▶ DIRECTIONS
Render the listing from the line with "job: return the mask of every instance of the reflection" up to and including the line with "[[[180,86],[180,114],[192,115],[192,86]]]" as a Markdown table with the columns Row and Line, numbering each line and skipping blank ones. Leave the pictures out of the table.

▶ ENTRIES SHOWN

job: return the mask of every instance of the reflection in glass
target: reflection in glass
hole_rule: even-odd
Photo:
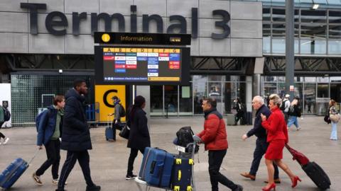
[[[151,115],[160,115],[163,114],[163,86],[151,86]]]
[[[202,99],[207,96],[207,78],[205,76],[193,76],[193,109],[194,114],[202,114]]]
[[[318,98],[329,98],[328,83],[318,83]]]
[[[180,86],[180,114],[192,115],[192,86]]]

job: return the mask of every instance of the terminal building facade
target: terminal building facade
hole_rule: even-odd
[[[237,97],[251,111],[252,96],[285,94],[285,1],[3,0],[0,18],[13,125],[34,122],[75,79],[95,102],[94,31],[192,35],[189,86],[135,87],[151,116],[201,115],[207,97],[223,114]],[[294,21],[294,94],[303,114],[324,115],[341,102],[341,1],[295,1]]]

==

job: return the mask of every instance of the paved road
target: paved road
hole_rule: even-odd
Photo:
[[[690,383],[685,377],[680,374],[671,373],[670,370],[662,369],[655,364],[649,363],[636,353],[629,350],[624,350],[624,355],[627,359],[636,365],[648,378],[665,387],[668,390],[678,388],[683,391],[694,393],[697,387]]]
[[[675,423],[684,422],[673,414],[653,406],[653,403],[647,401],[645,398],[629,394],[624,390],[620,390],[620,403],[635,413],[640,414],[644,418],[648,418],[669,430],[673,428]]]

▶ RESULT OF THE TASK
| Row | Line |
|---|---|
| 1 | job: return the mask of every instance of the reflection in glass |
| 2 | target: reflection in glass |
| 3 | hole_rule: even-odd |
| 4 | Photo: |
| 5 | [[[151,115],[160,115],[163,114],[163,86],[151,86]]] |
| 6 | [[[202,99],[207,96],[207,78],[205,76],[193,76],[193,109],[194,114],[202,114]]] |
| 7 | [[[318,98],[329,98],[328,83],[318,83]]] |
| 8 | [[[180,86],[180,114],[192,115],[192,86]]] |